# [THE PROBLEM]
Carry forward the essay on the 1953 coup in Iran, picking up right after its final sentence.

# [DOCUMENT EXCERPT]
|---|

Any time there is a crisis in Iran, the 1953 British-American coup against Prime Minister Mohammad Mossadegh is dusted off as Exhibit A in the case against Western perfidy. It is rolled out to show how Washington and London strangled Iranian democracy in its crib, proving that foreign powers cannot be trusted and that the Islamic Republic is, at worst, a necessary evil. What is rarely recounted is the key role played in that coup by two leading ayatollahs—Abol-Qasem Kashani and Mohammad Behbahani—who were heroes and mentors to Ayatollah Ruhollah Khomeini, the founding father of the Islamic Republic. The ideological grandfathers of today’s rulers did not merely suffer the coup; they helped midwife it.

|---|

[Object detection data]
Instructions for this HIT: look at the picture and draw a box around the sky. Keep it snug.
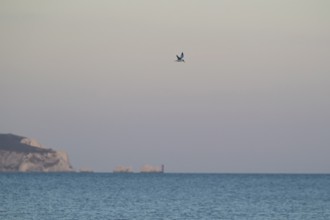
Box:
[0,0,330,173]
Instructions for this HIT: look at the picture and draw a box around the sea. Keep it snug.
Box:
[0,173,330,220]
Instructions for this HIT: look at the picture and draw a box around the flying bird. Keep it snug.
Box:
[176,52,184,62]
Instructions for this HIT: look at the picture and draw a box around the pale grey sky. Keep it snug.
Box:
[0,0,330,173]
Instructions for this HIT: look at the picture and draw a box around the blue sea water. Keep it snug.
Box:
[0,173,330,220]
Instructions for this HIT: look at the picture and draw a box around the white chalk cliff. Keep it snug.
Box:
[0,134,73,172]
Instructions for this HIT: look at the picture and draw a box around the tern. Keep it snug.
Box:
[176,52,184,62]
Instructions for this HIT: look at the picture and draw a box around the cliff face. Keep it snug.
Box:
[0,134,73,172]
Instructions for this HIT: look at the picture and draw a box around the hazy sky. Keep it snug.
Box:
[0,0,330,173]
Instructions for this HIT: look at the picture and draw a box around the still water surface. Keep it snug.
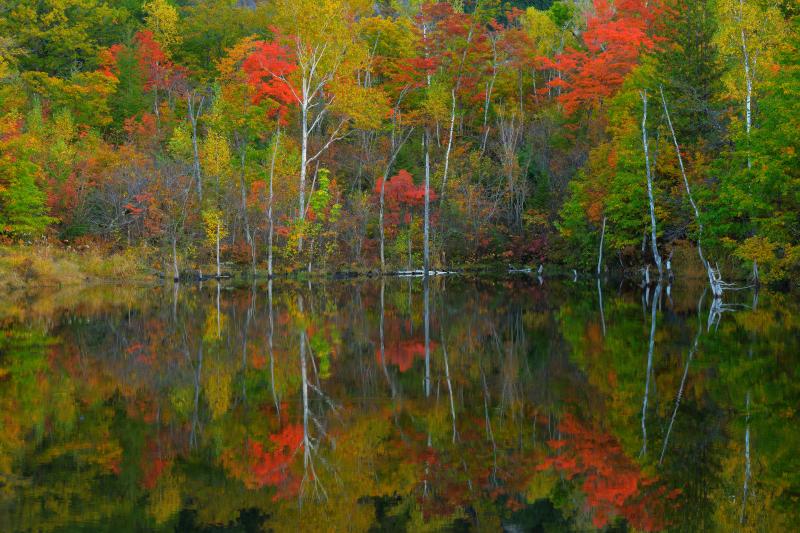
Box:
[0,276,800,532]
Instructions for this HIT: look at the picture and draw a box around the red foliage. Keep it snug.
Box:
[100,30,185,91]
[242,41,297,117]
[537,415,666,531]
[539,0,661,113]
[222,424,303,498]
[375,170,437,230]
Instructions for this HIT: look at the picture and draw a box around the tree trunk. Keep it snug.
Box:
[239,145,256,276]
[739,0,753,169]
[641,89,664,279]
[422,272,431,397]
[172,235,181,281]
[659,87,722,298]
[597,217,606,278]
[422,129,431,272]
[217,221,222,279]
[439,89,456,207]
[267,126,281,278]
[187,91,205,202]
[297,97,308,252]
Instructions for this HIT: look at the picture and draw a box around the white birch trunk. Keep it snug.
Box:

|---|

# [WRITTEN ANSWER]
It is important to remember what the clergy did then, because it may tell us what they will do next. The Islamic Republic is once again in extremis: its Supreme Leader has been killed, the succession is contested, and the streets are restless. Experts are gaming out scenarios in which civilian protests reach a critical mass and one or more branches of the security apparatus—the Revolutionary Guard, the Basij militia, the regular army—break away from the regime. History, however, suggests that we should be watching not the men in uniform, but the men in robes.Iran’s clergy has almost never been ideologically unified or consistently committed to any one side. From the Constitutional Revolution through the Mossadegh era and the 1979 upheaval, senior clerics have displayed a deeper commitment to being on the winning side than to any fixed political principle. Ayatollah Ali Khamenei’s death gives elements within the establishment their best opportunity in decades to peel away from the system he built if—and it is a very big if—they sense that the tide is turning decisively against it. They have done this over and over in Iran’s modern history. They are the country’s political barometer, its weathervane.

The coup the mullahs prefer to forget

The standard 1953 story features the CIA, MI6, and a weak Shah of Iran. It is a tale of cash‑stuffed suitcases, street thugs, and a young monarch who fled Iran in panic, only to return in triumph. All true, as far as it goes. But Kashani and Behbahani tend to be written out of the script.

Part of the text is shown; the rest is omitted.